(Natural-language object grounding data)
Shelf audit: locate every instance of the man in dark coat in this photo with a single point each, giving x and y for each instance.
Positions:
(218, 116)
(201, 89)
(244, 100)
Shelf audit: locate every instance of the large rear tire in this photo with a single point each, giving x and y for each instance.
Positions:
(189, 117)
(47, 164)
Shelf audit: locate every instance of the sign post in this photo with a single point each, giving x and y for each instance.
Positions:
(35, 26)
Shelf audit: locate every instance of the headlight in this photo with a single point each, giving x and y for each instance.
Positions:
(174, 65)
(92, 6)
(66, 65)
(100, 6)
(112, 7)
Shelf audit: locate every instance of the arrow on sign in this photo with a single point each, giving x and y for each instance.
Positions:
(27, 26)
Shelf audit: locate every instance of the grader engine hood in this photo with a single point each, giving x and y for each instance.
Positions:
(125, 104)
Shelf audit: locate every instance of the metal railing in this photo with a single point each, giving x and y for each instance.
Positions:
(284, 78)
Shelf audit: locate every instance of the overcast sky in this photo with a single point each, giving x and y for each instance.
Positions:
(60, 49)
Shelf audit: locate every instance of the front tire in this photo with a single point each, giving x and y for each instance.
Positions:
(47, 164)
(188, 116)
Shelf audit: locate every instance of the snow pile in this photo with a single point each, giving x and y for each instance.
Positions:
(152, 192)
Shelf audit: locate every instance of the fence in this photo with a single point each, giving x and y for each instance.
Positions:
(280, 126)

_What you need to do:_
The entries above must be retyped exactly, down to the last character.

_Answer space:_
Shelf audit: locate every instance of the man in dark coat in this photo with a single point each, giving x and y for each instance.
Positions:
(218, 116)
(201, 89)
(244, 100)
Shelf audit: locate every instance of the large rear tire in this photo with a single point each, giving x and y for each instance.
Positions:
(189, 117)
(47, 164)
Shelf audit: locate every instance of the sign post in this photo with a single point each, giving x and y for each instance.
Positions:
(35, 26)
Shelf audit: locate every instance of the headlight in this photo with a single point each, giving x and y for each instance.
Positions:
(174, 65)
(92, 6)
(66, 65)
(100, 6)
(112, 7)
Shelf audit: locate every instance of the arrow on sign in this photo with a single point each, giving x and y for each instance.
Positions:
(27, 26)
Shelf audit: locate every instance of the grader engine hood in this photo with a single point each, giving x and y for each instance.
Positions:
(125, 104)
Shelf audit: locate every instance of the metal railing in this photo with a single point each, giving x and y for each instance.
Positions:
(284, 78)
Shelf audit: locate every instance of the overcast sky in this photo with a single point each, giving x and y for each instance.
Positions:
(60, 49)
Shelf audit: locate every instance of the front tire in this photo with a single point each, giving x and y for each instance.
Positions:
(47, 164)
(188, 116)
Shelf audit: locate every instance of the snow pile in this photo with a single point each, giving x and y for each instance.
Positions:
(152, 192)
Shelf audit: locate every instance of the fence in this photo with a single point each, giving x and y for each instance.
Positions:
(280, 126)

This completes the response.